EXERCISE GOAL:
Find each line in the items below that contains the string "target", and copy those lines.
*** RECORDS SUPPLIED
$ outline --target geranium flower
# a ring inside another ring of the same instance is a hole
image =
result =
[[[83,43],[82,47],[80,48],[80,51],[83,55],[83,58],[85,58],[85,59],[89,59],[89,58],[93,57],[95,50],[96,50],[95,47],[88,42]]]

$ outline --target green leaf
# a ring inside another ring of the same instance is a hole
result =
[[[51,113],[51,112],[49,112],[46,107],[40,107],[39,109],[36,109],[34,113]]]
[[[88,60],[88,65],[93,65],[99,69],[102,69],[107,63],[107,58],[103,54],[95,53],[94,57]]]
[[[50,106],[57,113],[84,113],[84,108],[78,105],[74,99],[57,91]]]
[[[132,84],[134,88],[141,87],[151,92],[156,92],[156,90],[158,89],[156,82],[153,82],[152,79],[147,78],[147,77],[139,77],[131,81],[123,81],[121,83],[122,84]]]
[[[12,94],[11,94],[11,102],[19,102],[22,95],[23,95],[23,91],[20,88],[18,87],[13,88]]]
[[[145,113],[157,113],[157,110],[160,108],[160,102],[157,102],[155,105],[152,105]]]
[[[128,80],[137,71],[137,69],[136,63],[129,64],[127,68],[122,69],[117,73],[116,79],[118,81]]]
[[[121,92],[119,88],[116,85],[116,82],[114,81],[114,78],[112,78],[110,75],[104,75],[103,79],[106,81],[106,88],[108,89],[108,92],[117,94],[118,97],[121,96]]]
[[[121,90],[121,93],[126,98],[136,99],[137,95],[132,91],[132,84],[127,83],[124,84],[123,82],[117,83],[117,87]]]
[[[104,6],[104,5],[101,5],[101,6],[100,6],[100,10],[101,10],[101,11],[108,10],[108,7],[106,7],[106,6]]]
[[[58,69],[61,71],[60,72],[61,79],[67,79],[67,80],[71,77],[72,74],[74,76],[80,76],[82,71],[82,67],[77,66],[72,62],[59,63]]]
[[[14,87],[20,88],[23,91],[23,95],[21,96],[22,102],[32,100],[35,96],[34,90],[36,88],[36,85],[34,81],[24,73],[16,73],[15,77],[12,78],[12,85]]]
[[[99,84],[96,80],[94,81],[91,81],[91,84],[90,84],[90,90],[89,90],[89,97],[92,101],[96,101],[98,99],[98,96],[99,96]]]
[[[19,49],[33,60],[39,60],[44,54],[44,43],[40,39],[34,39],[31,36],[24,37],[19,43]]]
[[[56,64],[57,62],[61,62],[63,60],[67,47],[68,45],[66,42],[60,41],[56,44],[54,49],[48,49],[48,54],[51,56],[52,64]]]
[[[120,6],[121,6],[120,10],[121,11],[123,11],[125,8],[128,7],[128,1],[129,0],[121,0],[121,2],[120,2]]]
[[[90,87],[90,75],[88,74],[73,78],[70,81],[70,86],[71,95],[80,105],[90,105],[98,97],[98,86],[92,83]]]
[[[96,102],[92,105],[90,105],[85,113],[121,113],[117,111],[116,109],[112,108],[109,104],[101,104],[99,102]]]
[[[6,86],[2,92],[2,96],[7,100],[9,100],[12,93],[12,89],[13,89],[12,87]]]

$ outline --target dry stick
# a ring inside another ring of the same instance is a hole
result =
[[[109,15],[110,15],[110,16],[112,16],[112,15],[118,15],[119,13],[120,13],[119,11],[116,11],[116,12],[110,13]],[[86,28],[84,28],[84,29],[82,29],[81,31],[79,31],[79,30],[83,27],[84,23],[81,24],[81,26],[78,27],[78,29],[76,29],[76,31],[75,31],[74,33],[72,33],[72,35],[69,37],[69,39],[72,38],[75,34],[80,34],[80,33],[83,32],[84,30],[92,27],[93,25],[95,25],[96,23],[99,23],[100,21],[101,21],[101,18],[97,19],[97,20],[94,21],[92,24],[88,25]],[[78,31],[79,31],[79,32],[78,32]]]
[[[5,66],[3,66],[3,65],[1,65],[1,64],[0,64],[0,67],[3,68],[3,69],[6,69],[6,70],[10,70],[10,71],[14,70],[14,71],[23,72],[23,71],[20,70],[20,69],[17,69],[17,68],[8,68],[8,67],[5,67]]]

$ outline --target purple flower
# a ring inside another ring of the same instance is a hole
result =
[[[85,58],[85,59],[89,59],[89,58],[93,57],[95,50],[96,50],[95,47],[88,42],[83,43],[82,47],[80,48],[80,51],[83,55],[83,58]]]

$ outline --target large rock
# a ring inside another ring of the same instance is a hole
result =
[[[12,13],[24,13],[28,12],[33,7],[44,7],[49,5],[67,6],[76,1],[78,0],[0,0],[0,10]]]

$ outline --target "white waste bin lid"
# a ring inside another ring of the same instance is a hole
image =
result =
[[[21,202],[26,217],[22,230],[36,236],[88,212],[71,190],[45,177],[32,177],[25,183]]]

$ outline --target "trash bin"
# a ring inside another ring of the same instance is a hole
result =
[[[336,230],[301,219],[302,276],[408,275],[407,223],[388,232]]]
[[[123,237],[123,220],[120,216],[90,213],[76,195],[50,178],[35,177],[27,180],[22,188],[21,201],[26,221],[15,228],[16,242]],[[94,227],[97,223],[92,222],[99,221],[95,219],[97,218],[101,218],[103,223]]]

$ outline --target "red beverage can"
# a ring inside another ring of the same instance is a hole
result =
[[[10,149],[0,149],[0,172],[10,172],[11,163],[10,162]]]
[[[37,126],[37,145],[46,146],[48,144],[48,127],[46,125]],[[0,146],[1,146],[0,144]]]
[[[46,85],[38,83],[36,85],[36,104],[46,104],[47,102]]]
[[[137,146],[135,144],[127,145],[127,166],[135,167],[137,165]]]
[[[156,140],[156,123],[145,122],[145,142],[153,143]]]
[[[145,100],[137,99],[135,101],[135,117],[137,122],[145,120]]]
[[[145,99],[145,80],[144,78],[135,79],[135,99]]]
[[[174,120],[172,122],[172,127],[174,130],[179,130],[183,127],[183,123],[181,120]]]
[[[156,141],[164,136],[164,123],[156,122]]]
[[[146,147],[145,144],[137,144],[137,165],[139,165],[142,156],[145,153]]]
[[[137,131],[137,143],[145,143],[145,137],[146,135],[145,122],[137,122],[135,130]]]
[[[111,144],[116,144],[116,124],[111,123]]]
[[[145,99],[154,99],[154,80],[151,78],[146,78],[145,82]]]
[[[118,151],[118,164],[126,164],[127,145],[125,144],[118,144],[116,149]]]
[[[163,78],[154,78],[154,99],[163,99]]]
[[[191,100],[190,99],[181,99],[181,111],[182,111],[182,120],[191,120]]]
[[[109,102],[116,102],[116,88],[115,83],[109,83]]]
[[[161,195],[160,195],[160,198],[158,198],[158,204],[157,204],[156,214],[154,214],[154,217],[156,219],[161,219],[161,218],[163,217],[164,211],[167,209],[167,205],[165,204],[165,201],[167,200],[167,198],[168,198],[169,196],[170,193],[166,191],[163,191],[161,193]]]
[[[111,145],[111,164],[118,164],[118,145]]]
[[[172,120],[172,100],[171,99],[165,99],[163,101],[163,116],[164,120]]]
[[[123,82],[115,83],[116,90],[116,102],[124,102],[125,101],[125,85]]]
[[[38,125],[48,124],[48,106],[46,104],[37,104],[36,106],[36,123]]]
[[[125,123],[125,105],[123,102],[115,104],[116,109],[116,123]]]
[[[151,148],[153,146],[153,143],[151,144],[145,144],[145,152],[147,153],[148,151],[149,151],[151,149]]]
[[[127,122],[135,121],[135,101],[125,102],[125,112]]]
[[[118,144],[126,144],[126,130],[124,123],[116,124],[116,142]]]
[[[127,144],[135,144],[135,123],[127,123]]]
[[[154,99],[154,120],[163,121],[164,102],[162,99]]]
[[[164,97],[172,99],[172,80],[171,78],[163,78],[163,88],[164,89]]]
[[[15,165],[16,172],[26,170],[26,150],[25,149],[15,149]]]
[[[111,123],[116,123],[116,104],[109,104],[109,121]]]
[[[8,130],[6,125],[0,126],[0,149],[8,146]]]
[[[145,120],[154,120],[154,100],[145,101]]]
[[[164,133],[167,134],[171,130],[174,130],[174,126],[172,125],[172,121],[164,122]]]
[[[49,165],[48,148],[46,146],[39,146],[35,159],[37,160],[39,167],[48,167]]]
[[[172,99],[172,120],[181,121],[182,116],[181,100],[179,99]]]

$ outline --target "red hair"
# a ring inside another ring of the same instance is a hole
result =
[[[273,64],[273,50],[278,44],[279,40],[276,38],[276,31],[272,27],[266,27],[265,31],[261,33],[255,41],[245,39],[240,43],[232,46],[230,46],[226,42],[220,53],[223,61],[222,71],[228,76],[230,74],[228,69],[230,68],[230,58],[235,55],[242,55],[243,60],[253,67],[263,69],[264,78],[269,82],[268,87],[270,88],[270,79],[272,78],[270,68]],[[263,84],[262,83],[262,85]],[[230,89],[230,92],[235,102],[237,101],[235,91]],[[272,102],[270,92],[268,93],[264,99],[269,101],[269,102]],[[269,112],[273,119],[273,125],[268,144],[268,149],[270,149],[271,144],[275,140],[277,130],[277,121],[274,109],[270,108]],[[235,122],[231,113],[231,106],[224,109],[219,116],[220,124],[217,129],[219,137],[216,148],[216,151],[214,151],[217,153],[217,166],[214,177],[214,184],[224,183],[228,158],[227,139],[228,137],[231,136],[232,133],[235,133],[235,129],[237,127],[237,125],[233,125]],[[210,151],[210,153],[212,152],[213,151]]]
******
THE SOLUTION:
$ outline --target geranium flower
$ outline --target green leaf
$ outline --target dry stick
$ outline --target purple flower
$ outline --target large rock
$ outline --target "white waste bin lid"
$ outline --target "trash bin"
$ outline --target "red beverage can"
$ outline --target "red hair"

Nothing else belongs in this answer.